Text -
.....
Mothering with Mental Illness: Inside Postpartum Anxiety

Postpartum Anxiety

I look at this picture and I just know that in that moment, I was in the thick of it. The odd thing is, I didn’t realize it at the time. I knew I was weepy. I knew having a newborn was overwhelming and that I’d probably lose sleep. I knew my body would go through crazy changes in those first few weeks.

I was surprised at the ferocity with which I wanted to protect my newborn son. Bonding with him was never the issue. I loved him, but more so, I wanted to protect him. The need to protect him, however, went above and beyond what is typical and what is beneficial.

This is easy for me to recount now. It’s been three years. I’ve had another baby. This summer, when my daughter was born, it suddenly hit me: I had very disruptive postpartum anxiety with my son.

I was no stranger to anxiety when my son was born. I’d already been through treatment and medication for panic disorder. The thing was, I was fine before I got pregnant and I was great during pregnancy. I wasn’t having the same fears I had before becoming a mother, so I didn’t recognize it.

But now, as a well-rested, well-balanced, happy mother of a second infant, it hit me full on: I was truly suffering after my son was born.

From the outside it just looked like baby blues. I missed my pregnant body. I missed the kicks. I missed having my son all to myself. I cried every day as soon as the sun started lowering in the sky. For no reason. I wept. I would even say: “I don’t know why I’m crying!” I could almost laugh about it. Except, in those moments, I was feeling miserable and overwhelmed. That picture is one of those moments.
.....
Provided information -
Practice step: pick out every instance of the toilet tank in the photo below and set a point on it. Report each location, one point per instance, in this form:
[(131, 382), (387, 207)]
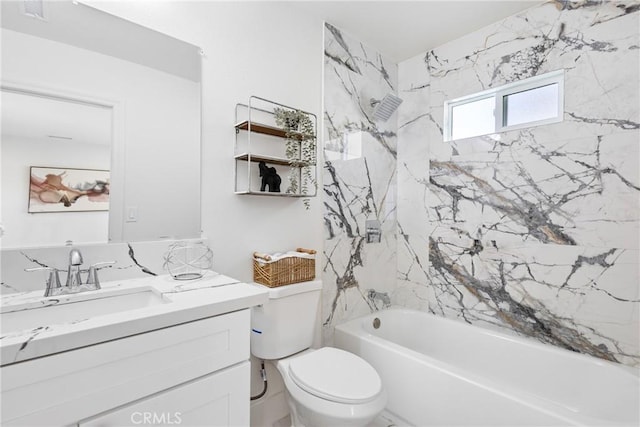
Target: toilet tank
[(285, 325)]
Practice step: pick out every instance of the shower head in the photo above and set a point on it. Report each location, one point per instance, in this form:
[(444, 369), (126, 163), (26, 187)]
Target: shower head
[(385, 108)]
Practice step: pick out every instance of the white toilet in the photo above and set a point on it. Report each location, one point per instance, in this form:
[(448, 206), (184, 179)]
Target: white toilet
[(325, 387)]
.....
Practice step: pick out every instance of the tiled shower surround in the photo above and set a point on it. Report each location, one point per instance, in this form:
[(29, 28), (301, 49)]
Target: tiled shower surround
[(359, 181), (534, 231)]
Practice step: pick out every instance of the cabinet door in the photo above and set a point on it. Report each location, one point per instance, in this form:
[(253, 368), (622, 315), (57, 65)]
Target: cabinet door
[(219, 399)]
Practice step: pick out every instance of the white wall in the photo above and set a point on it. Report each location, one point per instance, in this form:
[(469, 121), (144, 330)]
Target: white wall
.....
Tasks -
[A] Based on the text about postpartum anxiety, decide whether each statement agrees with it. Answer yes or no for each, and quote the words from the text that decide it. (i) The writer had trouble bonding with the newborn son. (ii) The writer had gone through treatment for panic disorder before the son was born. (iii) The daily crying started in the morning.
[B] According to the text about postpartum anxiety, what event made the writer realize that the anxiety after the son's birth had been postpartum anxiety?
[C] Continue the text about postpartum anxiety, starting after its last sentence.

Responses per task -
[A]
(i) No: "Bonding with him was never the issue."
(ii) Yes: "I’d already been through treatment and medication for panic disorder."
(iii) No: "I cried every day as soon as the sun started lowering in the sky."

[B] The birth of the writer's daughter this summer.

[C]
Everyone who visited remarked at what a calm and peaceful mother I was. I seemed so laid-back. Breastfeeding was going well. My son was happy. I was over the moon with my wonderful natural birth experience. I accepted their praise and decided I must be as laid-back as they say.

But if they could hear my thoughts, some of which were fairly intrusive, they would not have said that. I was afraid to put my son down. The sight of him sitting in his bouncer or the car seat broke my heart. Yes, babies belong in your arms, but that does not mean you can’t put them down ever.

How I hated the “sleep when the baby sleeps” mantra. I absolutely could not sleep when he slept. How would I know if he was still breathing?

If I fell asleep and awoke to engorged breasts, evidence of my son’s extended snooze session, I would panic. He hadn’t eaten in a few hours. He was very likely dead. He died and I was sleeping.

I’d sit bolt upright and check on him. He was always sleeping peacefully right next to me.

I hated driving with him in the car. Cars have always been problematic for me, and this magnified it. I couldn’t see him. If he cried, even if I spoke to him, he couldn’t truly know I was there. If he stopped crying, he had very likely somehow suffocated himself. I didn’t install one of those mirrors so you can see your baby in the rear-view mirror, because in an accident those can dislodge and kill your baby.

Eventually my old fears resurfaced and I had to deal with the fact that I might have lifelong issues with anxiety. I started having panic attacks. I started fearing panic attacks. I knew I needed treatment.

When I had my daughter, I had been on a low dose of antidepressants through pregnancy and shortly after her birth I resumed my full dose.

And I did not have those intrusive thoughts. I just enjoyed my baby. I slept when she slept.

Surely a part of this was that I was no longer a first-time mom. I was confident in my ability to protect and nurture an infant.

It’s only been since she was born that I realized that what I experienced with my son was excruciating. Of course now I wish I had tried to get help. Antidepressants probably would have helped. But I just didn’t know I was suffering. I was very well educated about postpartum depression and anxiety, but in the overwhelming onslaught of emotions and new experiences, I didn’t recognize it.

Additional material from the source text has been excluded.